▶ **O PROBLEMA**
Por favor, traduza para o inglês esta frase do texto sobre o Dia da Amazônia: “A Bacia do Amazonas, a maior da Terra, tem 25 mil km de rios navegáveis.”
+++ TEXTO DE LEITURA
Mas se a puseram à margem, essa cultura se espalha de forma literalmente marginal. A Bacia do Amazonas, a maior da Terra, tem 25 mil km de rios navegáveis. Muito antes da invenção da internet era por essa via que ela já circulava e os amazônidas trocavam informações, formando uma espécie de rede. Quem já teve o prazer de fazer uma viagem de barco entre Manaus e Belém, as duas maiores cidades da região, é testemunha desse intercâmbio e diversidade. Cada cidade, comunidade ou povoado tem suas peculiaridades. E mesmo os povos mais antigos sabem que a cultura é dinâmica e que todo conhecimento tem sua utilidade.
A virada cultural pelo Dia da Amazônia acontece não só em cidades da região, como Belém, Manaus, Macapá e Santarém, mas em outras espalhadas pelo Brasil, porque preservar a maior floresta tropical do planeta é do interesse de todos os brasileiros: São Luís, Rio de Janeiro, São Paulo e Belo Horizonte também estão na lista. A intensa programação terá atrações gratuitas que vão dos shows musicais a cine-debates, saraus, passeios e mobilização nas ruas; um conglomerado multicultural com mais de 520 atividades espalhadas por 22 estados brasileiros.
Arte e ciência também têm um caráter subversivo do bem, ambas têm o poder de passar mensagens subliminares, que são compreendidas somente por seus destinatários. “A gente acredita no poder da cultura de transformação social, de movimentar imaginários e atingir diversos territórios. A cultura é capaz de ‘hackear’ os sistemas e, através de sua voz, a gente pode falar coisas que muitas vezes são censuradas. Historicamente, a cultura tem um papel muito importante em movimentos sociais e políticos”, explica Helena Ramos, uma das coordenadoras da iniciativa.
++++++
+++ LINHAS FORNECIDAS
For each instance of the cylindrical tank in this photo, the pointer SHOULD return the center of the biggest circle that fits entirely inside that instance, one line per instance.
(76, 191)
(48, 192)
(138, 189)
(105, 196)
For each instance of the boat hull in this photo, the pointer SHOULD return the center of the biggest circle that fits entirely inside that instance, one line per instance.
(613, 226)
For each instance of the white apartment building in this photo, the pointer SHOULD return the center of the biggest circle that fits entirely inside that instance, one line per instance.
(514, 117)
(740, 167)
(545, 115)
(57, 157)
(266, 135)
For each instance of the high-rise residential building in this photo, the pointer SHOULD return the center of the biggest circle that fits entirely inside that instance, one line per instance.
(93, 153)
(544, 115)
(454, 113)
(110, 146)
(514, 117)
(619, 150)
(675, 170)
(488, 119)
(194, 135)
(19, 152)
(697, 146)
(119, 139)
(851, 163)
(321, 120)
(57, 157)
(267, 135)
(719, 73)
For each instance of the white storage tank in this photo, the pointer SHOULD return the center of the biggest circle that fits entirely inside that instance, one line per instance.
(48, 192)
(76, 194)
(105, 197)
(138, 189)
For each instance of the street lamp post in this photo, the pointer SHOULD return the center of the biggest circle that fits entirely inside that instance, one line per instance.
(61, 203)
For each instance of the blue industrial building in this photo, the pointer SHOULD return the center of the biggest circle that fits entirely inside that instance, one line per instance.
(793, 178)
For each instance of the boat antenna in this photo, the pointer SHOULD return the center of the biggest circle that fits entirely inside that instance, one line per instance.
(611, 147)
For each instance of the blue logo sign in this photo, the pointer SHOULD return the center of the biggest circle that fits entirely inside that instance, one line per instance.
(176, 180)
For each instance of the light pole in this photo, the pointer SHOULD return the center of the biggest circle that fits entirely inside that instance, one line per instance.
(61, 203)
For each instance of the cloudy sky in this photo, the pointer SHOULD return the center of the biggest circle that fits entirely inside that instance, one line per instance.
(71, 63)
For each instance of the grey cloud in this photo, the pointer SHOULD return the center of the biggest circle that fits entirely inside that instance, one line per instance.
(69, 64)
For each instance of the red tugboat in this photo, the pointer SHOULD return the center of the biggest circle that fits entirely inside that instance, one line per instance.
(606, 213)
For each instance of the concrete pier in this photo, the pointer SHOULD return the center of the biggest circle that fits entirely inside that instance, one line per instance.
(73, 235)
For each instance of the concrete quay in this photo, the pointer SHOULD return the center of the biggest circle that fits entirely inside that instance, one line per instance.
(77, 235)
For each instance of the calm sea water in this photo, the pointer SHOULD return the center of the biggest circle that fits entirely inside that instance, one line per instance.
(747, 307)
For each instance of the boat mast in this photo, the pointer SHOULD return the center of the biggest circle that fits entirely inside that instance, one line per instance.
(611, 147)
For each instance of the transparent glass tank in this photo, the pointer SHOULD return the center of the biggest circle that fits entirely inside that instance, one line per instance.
++++++
▶ **SOLUÇÃO DA TAREFA**
The Amazon Basin, the largest on Earth, has 25,000 km of navigable rivers.